Exercise objective — Find the line that contains "Where can you see the green". Repeat that line and all lines following it, exactly, through the end of the listing below.

Provided data —
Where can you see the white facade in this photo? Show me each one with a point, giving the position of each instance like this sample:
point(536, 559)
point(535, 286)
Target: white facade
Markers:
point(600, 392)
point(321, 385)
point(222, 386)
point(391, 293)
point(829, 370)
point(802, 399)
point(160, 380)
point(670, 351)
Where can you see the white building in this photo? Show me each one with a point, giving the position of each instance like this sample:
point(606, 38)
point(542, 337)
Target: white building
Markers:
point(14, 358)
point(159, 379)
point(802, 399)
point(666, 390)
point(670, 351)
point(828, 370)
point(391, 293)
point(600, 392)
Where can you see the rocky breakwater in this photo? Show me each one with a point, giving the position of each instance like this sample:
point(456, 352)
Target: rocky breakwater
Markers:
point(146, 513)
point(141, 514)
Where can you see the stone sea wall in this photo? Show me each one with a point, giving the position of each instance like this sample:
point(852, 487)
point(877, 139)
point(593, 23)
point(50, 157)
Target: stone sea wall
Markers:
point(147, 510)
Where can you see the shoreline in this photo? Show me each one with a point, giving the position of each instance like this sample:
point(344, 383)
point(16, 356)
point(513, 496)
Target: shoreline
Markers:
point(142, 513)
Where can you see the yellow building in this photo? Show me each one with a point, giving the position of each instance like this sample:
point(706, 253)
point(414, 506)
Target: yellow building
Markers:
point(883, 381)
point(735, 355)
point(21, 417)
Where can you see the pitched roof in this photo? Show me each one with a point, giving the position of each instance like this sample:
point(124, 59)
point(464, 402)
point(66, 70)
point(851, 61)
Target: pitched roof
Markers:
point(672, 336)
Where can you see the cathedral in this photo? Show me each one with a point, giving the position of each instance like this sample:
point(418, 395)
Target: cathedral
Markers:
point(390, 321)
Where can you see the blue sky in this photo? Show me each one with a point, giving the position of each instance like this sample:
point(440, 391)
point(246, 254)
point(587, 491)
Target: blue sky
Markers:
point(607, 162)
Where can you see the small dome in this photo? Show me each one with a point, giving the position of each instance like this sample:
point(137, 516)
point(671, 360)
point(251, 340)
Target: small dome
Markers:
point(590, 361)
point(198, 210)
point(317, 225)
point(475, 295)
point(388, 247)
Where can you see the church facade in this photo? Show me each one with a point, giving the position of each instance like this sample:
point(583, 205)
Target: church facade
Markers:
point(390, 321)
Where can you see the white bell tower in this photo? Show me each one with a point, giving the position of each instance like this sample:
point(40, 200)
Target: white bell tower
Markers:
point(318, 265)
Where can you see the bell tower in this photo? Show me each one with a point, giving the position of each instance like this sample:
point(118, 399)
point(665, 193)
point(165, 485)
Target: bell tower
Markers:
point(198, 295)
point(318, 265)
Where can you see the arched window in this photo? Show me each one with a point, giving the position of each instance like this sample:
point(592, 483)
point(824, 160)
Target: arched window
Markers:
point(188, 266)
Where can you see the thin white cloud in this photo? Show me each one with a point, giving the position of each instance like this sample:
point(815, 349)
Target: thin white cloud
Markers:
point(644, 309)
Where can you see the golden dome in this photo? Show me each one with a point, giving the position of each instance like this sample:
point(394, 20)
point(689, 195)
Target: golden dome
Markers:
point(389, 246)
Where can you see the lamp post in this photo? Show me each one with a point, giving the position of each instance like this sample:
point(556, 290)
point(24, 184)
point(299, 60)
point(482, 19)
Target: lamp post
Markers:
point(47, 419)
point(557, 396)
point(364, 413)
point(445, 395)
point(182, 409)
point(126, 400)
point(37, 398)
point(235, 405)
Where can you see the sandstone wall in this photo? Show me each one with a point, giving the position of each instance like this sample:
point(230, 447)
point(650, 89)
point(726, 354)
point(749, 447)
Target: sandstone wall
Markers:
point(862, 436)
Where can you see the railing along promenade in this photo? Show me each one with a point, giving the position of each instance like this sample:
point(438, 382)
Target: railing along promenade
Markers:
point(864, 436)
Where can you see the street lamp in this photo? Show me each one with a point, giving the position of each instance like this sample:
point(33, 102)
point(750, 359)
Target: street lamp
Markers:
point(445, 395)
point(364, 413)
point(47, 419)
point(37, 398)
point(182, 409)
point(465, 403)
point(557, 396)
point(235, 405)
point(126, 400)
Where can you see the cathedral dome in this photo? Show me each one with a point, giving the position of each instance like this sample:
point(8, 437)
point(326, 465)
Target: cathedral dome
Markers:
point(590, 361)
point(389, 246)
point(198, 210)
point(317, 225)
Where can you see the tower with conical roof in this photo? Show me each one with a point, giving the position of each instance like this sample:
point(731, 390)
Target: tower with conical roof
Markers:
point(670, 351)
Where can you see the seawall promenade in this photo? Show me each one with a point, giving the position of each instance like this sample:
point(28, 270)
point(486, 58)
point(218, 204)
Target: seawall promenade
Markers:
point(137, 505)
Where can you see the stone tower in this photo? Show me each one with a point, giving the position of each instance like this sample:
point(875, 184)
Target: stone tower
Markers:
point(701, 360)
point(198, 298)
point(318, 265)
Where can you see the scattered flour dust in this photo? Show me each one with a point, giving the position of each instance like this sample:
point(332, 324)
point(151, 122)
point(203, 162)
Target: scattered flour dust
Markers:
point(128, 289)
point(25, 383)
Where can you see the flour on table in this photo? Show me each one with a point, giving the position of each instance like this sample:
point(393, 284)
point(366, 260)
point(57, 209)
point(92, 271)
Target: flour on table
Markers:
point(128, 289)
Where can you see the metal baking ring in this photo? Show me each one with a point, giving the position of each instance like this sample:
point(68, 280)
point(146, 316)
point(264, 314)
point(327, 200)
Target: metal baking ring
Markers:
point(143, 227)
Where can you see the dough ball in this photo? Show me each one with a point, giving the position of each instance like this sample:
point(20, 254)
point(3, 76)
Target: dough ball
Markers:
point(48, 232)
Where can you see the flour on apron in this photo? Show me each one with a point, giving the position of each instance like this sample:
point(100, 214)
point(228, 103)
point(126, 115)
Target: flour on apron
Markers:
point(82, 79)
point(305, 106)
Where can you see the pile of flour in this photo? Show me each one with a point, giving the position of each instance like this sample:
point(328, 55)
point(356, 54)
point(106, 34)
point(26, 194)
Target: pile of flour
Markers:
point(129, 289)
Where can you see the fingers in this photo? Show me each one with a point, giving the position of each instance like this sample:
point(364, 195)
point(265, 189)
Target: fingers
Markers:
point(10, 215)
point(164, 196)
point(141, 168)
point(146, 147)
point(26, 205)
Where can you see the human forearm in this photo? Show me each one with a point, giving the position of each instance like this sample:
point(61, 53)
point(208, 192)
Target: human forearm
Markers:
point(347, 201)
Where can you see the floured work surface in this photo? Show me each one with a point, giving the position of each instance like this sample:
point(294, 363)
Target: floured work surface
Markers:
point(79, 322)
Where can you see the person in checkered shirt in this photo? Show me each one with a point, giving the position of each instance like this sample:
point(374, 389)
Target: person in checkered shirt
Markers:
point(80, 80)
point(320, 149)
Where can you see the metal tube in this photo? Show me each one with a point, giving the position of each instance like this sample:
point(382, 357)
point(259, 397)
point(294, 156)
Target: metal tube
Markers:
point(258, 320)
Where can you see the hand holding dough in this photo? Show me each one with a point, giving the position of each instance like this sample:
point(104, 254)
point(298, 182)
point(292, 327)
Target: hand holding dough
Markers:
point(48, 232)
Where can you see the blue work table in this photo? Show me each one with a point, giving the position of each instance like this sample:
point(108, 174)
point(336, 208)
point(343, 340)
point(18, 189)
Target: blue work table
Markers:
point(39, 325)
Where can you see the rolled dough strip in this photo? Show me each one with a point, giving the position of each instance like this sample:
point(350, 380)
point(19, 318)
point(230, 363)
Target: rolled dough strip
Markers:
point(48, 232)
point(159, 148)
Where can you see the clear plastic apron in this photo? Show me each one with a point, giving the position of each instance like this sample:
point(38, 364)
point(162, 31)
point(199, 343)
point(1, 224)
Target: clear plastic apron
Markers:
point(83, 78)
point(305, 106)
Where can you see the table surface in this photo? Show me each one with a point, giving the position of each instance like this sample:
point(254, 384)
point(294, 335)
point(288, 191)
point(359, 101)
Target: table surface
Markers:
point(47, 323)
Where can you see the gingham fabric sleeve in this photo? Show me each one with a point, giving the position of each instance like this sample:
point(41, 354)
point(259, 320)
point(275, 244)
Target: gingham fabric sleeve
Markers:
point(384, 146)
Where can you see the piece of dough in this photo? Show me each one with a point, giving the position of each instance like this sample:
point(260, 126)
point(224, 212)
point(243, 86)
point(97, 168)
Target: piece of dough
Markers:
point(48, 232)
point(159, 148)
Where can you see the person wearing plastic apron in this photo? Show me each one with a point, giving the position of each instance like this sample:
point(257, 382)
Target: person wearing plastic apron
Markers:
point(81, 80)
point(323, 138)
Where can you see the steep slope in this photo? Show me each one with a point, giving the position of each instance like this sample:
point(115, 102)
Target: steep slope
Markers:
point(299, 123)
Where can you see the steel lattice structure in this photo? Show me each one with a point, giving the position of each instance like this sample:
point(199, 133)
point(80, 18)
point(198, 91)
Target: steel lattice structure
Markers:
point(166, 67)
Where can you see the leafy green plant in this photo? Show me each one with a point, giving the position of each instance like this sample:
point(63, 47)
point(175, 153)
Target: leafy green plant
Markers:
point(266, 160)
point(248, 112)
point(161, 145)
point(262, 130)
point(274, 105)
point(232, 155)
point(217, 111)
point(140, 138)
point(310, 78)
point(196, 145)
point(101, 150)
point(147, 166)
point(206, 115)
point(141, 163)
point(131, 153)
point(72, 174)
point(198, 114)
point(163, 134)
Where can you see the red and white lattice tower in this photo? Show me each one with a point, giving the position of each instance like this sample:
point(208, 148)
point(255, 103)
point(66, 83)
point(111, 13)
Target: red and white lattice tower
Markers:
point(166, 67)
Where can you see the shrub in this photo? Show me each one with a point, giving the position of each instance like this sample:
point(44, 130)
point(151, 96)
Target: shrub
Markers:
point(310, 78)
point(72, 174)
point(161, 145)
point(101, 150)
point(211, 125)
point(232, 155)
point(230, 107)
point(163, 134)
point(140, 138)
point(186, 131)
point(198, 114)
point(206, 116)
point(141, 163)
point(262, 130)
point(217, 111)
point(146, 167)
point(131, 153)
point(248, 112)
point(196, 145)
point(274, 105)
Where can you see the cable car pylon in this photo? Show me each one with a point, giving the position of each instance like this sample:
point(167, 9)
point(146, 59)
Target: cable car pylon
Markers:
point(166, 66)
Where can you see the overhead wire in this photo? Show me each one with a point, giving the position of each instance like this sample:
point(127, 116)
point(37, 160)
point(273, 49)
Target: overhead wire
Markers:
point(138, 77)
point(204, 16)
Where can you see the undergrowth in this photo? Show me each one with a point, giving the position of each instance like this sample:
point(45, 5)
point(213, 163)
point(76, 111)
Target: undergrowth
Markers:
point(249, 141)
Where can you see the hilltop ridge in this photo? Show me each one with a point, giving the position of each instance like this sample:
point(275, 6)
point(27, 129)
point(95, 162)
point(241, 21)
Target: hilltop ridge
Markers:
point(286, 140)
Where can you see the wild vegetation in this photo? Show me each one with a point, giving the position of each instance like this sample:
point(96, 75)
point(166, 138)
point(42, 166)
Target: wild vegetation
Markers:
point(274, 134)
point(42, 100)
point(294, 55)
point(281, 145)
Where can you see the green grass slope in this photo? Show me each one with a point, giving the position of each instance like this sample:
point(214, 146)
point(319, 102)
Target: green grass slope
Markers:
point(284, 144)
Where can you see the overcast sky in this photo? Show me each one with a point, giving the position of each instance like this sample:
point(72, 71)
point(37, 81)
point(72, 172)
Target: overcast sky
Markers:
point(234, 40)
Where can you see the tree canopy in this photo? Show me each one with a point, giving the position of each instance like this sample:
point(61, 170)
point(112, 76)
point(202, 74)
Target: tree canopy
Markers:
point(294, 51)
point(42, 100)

Result for this task —
Where can you see the green grass slope in this photo? Show me each one with a point, giving the position of each instance like this sample:
point(214, 146)
point(319, 102)
Target: green grass slope
Markers:
point(284, 144)
Where can you see the overcast sky in this photo? Show me each one with a point, giving the position of each instance like this sample:
point(72, 71)
point(37, 81)
point(72, 172)
Target: overcast sky
Markers:
point(234, 40)
Where can you see the tree canopy in this photo? Show me each one with a point, giving the position of each instance like this sample:
point(61, 170)
point(112, 76)
point(202, 74)
Target: tree canopy
Markers:
point(294, 51)
point(42, 100)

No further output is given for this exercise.